以下の記録から、文字列「tail」を含む行をすべて抜き出してください。

──────────

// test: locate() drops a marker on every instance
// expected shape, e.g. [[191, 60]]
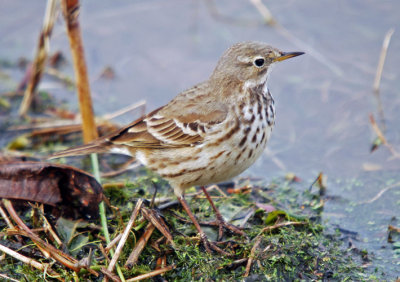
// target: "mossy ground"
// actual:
[[303, 252]]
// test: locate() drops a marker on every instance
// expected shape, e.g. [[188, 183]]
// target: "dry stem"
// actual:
[[71, 11], [252, 255], [141, 243], [382, 58], [125, 235], [151, 274], [39, 62], [29, 261]]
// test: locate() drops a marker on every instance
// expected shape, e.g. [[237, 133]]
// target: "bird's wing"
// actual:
[[182, 122]]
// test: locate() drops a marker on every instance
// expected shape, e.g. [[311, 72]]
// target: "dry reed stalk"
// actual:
[[252, 256], [38, 65], [382, 58], [151, 274], [141, 243], [71, 12], [30, 261], [125, 235]]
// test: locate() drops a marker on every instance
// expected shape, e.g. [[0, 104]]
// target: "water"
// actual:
[[159, 48]]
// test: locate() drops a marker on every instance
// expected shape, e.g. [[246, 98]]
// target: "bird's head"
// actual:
[[249, 62]]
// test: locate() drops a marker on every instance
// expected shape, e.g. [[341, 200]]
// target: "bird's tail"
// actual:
[[95, 147]]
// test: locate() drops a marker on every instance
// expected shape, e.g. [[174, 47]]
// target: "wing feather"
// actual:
[[180, 123]]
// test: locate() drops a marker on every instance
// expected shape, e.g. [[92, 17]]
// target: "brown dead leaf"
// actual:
[[72, 190]]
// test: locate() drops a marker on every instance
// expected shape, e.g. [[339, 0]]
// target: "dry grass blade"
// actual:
[[30, 262], [151, 274], [384, 190], [110, 275], [7, 278], [252, 255], [39, 62], [382, 58], [71, 12], [159, 223], [381, 136], [279, 225], [46, 248], [113, 242], [125, 235], [141, 243]]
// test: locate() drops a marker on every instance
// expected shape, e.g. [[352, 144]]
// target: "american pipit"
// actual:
[[208, 133]]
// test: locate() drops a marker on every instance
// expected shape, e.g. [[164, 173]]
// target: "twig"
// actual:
[[120, 112], [8, 278], [384, 190], [141, 243], [125, 235], [381, 136], [378, 75], [151, 274], [393, 228], [30, 261], [109, 275], [71, 12], [57, 74], [114, 241], [382, 58], [7, 220], [252, 255], [46, 248], [40, 57], [159, 223], [279, 225]]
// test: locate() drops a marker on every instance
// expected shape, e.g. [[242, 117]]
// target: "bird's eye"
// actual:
[[259, 62]]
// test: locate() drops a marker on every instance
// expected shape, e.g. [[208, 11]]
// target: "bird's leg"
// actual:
[[207, 244], [220, 220]]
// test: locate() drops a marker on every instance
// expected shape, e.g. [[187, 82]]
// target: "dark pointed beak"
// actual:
[[287, 55]]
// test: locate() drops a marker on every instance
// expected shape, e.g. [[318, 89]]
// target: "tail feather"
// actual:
[[97, 147]]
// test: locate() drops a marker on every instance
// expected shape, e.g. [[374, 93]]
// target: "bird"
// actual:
[[207, 134]]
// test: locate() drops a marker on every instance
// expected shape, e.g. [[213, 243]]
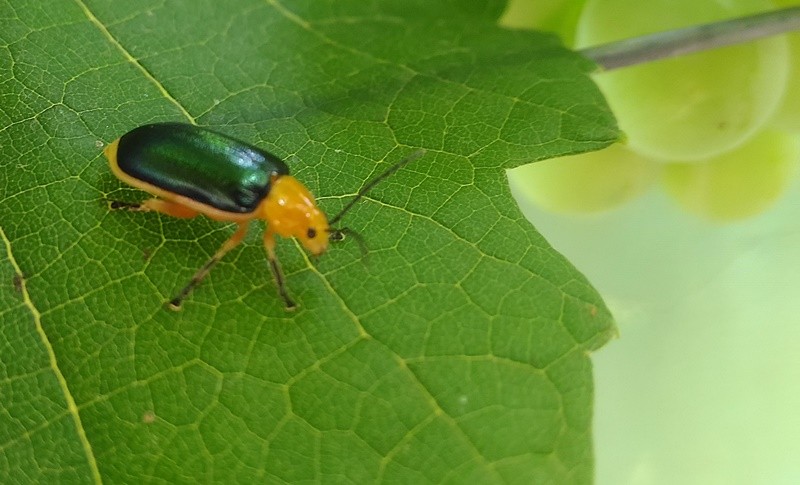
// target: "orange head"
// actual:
[[291, 211]]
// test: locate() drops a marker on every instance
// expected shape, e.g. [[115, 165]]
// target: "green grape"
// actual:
[[559, 16], [589, 182], [739, 183], [692, 107]]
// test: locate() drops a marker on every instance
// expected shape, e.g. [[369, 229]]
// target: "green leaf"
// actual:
[[457, 351]]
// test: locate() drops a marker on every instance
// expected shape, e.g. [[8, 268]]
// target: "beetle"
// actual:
[[194, 171]]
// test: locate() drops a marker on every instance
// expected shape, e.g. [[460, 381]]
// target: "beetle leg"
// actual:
[[156, 205], [201, 273], [269, 244]]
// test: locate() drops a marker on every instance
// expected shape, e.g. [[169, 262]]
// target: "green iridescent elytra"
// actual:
[[200, 164]]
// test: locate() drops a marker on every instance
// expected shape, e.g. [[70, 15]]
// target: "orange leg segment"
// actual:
[[157, 205], [269, 245], [231, 243]]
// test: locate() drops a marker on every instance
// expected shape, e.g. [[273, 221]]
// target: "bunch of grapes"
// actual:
[[718, 128]]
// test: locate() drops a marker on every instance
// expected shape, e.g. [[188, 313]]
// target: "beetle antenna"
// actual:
[[339, 234], [372, 183]]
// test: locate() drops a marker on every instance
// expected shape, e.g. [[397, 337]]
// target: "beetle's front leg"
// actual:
[[269, 244]]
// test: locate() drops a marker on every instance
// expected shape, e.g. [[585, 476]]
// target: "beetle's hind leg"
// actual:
[[201, 273], [155, 205]]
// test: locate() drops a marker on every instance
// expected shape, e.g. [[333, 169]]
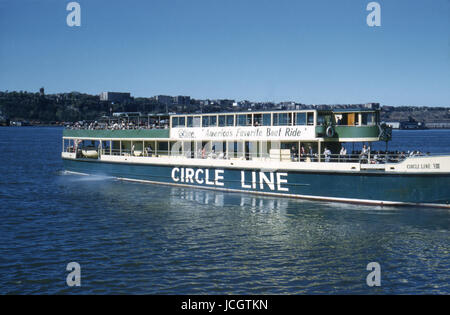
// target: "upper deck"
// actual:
[[337, 125], [309, 125]]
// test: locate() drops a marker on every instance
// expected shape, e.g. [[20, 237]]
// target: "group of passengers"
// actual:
[[364, 156]]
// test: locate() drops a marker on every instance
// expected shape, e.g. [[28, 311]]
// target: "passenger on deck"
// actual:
[[327, 154], [294, 153], [302, 153], [363, 156], [343, 155]]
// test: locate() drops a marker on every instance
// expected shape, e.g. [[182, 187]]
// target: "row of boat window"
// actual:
[[275, 119]]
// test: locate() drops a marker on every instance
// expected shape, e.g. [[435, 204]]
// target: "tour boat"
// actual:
[[295, 154]]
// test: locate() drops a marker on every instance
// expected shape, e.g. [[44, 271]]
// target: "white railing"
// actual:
[[283, 155]]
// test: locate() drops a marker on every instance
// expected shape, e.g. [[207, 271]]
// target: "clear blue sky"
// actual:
[[314, 52]]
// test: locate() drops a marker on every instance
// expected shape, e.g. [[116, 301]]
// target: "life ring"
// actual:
[[330, 132]]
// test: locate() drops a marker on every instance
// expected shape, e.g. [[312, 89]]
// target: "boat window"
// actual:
[[205, 121], [241, 120], [197, 120], [222, 120], [213, 121], [266, 120], [182, 122], [310, 118], [281, 119], [363, 118], [257, 120], [230, 120], [368, 119], [323, 119], [301, 119]]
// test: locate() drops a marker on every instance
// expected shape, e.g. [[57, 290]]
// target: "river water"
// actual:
[[149, 239]]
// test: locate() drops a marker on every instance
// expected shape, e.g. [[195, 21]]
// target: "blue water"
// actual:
[[138, 238]]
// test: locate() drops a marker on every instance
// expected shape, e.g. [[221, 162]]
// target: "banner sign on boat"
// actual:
[[244, 133]]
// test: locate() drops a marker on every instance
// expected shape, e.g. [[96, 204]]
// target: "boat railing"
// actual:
[[281, 155]]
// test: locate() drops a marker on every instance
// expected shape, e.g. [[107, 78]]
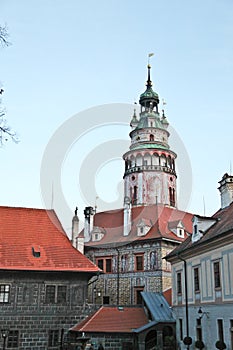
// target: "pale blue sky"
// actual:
[[67, 56]]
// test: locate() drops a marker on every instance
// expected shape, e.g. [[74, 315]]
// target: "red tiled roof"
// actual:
[[223, 225], [113, 320], [158, 215], [168, 295], [33, 239]]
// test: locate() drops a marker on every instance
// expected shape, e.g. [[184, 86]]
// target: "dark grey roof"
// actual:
[[158, 307]]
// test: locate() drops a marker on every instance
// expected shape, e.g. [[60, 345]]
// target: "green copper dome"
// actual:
[[149, 98], [149, 93]]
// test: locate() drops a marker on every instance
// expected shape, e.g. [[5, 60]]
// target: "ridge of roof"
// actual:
[[160, 215], [33, 239]]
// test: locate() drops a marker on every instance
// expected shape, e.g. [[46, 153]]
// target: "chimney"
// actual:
[[127, 216], [226, 190], [88, 223]]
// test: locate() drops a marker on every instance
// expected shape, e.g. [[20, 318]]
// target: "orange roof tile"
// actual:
[[113, 320], [33, 239]]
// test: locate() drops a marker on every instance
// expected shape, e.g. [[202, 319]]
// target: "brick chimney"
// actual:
[[226, 190]]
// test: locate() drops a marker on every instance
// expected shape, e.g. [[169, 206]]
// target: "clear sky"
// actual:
[[68, 56]]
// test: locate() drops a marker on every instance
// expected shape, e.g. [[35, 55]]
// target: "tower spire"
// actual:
[[149, 82]]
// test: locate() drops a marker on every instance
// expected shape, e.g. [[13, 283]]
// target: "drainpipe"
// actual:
[[186, 296]]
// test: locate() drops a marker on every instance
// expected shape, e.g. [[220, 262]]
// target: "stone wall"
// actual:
[[28, 312]]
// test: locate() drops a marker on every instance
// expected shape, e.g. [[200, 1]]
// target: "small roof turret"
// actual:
[[134, 120]]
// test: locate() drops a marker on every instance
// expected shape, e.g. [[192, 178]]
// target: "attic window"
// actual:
[[36, 252], [180, 232]]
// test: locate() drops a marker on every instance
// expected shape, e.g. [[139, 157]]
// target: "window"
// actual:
[[13, 339], [100, 263], [217, 280], [53, 338], [153, 260], [50, 294], [138, 295], [108, 265], [231, 330], [124, 263], [127, 346], [106, 300], [105, 264], [196, 280], [199, 329], [55, 294], [4, 293], [139, 264], [178, 283], [61, 294]]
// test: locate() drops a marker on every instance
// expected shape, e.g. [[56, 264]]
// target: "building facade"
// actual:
[[203, 280], [43, 280]]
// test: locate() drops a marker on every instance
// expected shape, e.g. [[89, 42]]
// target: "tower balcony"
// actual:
[[140, 168]]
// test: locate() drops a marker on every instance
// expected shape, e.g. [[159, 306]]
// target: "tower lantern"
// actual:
[[150, 164]]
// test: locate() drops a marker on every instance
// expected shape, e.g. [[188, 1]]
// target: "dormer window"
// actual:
[[177, 228], [36, 252], [200, 225], [143, 227], [180, 232], [97, 234]]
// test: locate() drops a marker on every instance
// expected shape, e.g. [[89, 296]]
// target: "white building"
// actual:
[[202, 270]]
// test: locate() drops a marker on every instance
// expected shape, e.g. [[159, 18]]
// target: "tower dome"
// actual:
[[149, 98], [150, 175]]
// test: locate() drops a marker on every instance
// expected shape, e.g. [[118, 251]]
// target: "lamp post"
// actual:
[[4, 333]]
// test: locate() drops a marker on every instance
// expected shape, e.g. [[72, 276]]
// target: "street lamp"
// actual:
[[202, 313], [4, 334]]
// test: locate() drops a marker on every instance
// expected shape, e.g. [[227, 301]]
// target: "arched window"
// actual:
[[155, 159], [153, 260], [138, 160], [135, 195], [163, 160], [172, 194], [124, 263]]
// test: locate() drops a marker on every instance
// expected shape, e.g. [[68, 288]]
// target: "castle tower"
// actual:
[[226, 190], [150, 175]]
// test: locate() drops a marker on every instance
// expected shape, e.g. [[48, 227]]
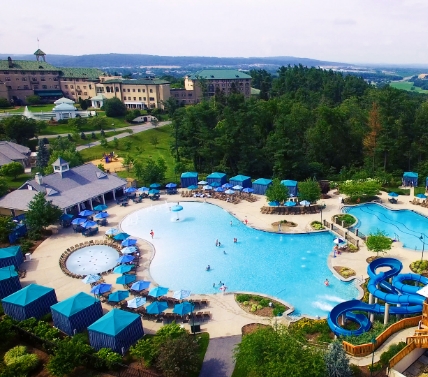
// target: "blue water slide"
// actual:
[[396, 293]]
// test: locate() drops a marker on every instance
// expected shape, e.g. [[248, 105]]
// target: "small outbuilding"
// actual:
[[261, 185], [217, 177], [32, 301], [11, 256], [9, 281], [410, 179], [291, 185], [76, 313], [189, 178], [117, 330]]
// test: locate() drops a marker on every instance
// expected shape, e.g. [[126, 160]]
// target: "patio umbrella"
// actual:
[[181, 294], [122, 268], [125, 279], [88, 224], [129, 250], [136, 302], [86, 213], [100, 207], [91, 278], [140, 285], [121, 236], [112, 231], [158, 291], [101, 288], [129, 242], [183, 308], [157, 307], [78, 221], [118, 296], [101, 215], [125, 259]]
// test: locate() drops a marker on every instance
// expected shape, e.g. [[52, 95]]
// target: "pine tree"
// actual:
[[336, 361]]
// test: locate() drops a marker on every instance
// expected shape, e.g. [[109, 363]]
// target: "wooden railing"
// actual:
[[367, 348]]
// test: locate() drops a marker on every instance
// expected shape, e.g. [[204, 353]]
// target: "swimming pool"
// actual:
[[406, 224], [290, 267]]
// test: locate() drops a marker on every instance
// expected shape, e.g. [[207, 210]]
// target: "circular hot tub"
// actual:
[[92, 259]]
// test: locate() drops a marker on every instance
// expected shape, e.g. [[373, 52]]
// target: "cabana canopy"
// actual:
[[189, 178], [76, 313], [11, 255], [217, 177], [261, 185], [241, 180], [410, 179], [31, 301], [9, 281], [117, 330], [291, 185]]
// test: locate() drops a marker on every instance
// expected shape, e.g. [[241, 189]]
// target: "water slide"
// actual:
[[403, 296]]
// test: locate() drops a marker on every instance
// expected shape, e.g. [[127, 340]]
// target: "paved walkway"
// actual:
[[218, 361]]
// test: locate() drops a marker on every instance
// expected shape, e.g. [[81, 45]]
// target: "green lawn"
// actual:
[[406, 85], [148, 150]]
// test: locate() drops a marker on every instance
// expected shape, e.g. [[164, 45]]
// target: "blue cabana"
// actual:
[[189, 178], [217, 177], [260, 185], [11, 255], [76, 313], [410, 179], [241, 180], [9, 281], [31, 301], [117, 330], [291, 185]]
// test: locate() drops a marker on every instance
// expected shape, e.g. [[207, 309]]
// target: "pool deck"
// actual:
[[227, 317]]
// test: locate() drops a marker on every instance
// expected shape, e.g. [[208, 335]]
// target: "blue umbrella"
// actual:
[[118, 296], [101, 215], [91, 278], [121, 236], [158, 291], [136, 302], [101, 288], [180, 295], [78, 221], [125, 259], [89, 224], [129, 250], [100, 207], [86, 213], [125, 279], [129, 242], [112, 231], [122, 268], [140, 285], [157, 307], [183, 308]]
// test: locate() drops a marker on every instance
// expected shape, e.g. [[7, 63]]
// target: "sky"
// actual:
[[353, 31]]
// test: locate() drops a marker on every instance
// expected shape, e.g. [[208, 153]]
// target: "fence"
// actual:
[[367, 348]]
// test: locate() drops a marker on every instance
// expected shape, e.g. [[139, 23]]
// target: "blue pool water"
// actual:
[[290, 267], [408, 225]]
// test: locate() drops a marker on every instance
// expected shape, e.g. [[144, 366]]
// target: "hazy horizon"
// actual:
[[355, 32]]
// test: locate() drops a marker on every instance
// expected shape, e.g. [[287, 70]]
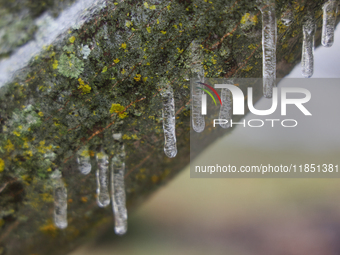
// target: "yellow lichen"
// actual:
[[2, 165], [72, 39], [55, 64], [137, 78], [9, 146], [116, 108]]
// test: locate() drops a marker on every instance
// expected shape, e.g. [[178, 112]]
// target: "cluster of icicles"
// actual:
[[110, 172], [269, 40], [110, 184], [113, 189]]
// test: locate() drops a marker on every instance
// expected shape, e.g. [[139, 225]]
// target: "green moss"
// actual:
[[70, 66]]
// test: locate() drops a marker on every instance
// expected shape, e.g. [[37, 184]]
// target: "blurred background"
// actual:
[[244, 216]]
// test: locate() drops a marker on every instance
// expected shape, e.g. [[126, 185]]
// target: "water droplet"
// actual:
[[226, 110], [307, 60], [198, 121], [103, 197], [169, 123], [118, 195], [330, 10], [60, 200], [269, 38], [84, 161]]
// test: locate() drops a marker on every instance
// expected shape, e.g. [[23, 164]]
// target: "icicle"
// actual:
[[198, 122], [60, 200], [330, 10], [287, 17], [226, 107], [118, 196], [307, 60], [103, 197], [84, 161], [168, 113], [269, 37]]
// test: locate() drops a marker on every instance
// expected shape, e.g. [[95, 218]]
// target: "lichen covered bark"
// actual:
[[103, 78]]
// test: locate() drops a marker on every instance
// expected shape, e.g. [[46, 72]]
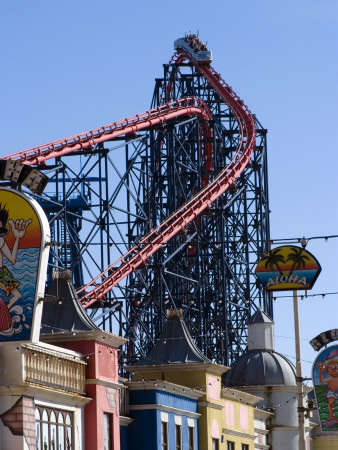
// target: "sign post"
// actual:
[[291, 268]]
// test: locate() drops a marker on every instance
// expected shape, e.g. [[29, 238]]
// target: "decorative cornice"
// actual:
[[238, 433], [106, 383], [38, 391], [182, 367], [159, 407], [125, 421], [262, 414], [211, 405], [164, 386], [234, 394], [94, 335]]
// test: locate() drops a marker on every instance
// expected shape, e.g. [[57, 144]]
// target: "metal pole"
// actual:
[[299, 379]]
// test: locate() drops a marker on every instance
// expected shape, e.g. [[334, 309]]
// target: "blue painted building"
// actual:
[[164, 416]]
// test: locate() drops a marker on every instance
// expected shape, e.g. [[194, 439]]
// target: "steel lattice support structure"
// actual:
[[207, 270], [103, 199]]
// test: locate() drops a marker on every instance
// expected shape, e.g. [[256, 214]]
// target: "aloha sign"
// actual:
[[287, 268]]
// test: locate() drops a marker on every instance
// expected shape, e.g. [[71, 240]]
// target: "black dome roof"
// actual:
[[261, 368]]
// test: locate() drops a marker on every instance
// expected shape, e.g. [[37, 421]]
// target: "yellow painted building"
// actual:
[[226, 415]]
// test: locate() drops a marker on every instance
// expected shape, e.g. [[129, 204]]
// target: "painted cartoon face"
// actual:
[[332, 369]]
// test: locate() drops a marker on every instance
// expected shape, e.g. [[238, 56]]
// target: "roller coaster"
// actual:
[[165, 209]]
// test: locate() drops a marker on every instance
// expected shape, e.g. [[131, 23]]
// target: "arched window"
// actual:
[[54, 429]]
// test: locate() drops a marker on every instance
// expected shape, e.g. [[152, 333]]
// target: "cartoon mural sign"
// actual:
[[325, 382], [287, 268], [24, 231]]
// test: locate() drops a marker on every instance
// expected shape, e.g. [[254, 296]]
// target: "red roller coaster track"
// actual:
[[138, 255]]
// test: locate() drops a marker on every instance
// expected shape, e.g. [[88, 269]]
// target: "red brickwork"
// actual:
[[20, 419]]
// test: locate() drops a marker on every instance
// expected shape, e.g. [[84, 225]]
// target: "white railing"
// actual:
[[54, 370]]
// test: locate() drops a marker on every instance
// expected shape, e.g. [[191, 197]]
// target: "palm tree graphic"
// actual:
[[298, 257], [274, 259]]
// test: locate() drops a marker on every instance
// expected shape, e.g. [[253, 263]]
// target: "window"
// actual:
[[178, 437], [54, 429], [107, 431], [191, 438], [165, 439]]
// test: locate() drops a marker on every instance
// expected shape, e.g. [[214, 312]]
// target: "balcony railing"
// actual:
[[54, 370]]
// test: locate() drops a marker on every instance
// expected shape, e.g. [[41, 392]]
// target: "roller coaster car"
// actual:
[[196, 49]]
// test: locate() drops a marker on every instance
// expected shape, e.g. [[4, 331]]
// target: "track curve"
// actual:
[[191, 106]]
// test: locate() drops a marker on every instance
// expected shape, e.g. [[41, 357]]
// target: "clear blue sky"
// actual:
[[70, 66]]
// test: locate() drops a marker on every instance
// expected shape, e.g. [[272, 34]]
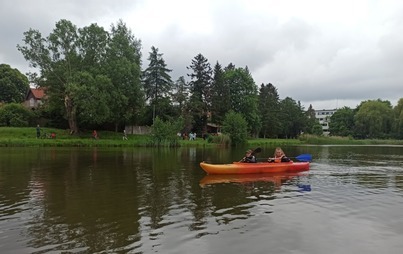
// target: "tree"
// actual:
[[220, 96], [398, 119], [236, 127], [342, 122], [70, 60], [269, 110], [165, 132], [200, 91], [156, 79], [373, 119], [58, 60], [243, 96], [123, 67], [13, 84], [292, 118]]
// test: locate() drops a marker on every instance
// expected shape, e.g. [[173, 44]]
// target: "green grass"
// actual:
[[13, 136]]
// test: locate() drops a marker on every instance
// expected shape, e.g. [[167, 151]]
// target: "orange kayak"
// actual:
[[253, 168]]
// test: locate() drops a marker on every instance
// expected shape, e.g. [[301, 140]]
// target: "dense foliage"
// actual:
[[13, 85], [94, 79], [15, 115]]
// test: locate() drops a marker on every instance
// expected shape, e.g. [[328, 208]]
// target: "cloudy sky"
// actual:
[[330, 53]]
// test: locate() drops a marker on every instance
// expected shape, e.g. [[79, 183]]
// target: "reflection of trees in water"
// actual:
[[85, 206]]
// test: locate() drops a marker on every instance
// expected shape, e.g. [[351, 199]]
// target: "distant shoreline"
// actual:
[[26, 137]]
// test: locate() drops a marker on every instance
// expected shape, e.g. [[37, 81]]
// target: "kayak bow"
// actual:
[[253, 168]]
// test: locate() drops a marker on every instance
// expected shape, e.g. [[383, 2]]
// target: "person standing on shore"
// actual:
[[38, 131]]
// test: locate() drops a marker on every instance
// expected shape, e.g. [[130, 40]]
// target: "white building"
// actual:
[[323, 117]]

──────────

### 解答
// target: "bird's tail"
// target: "tail feather"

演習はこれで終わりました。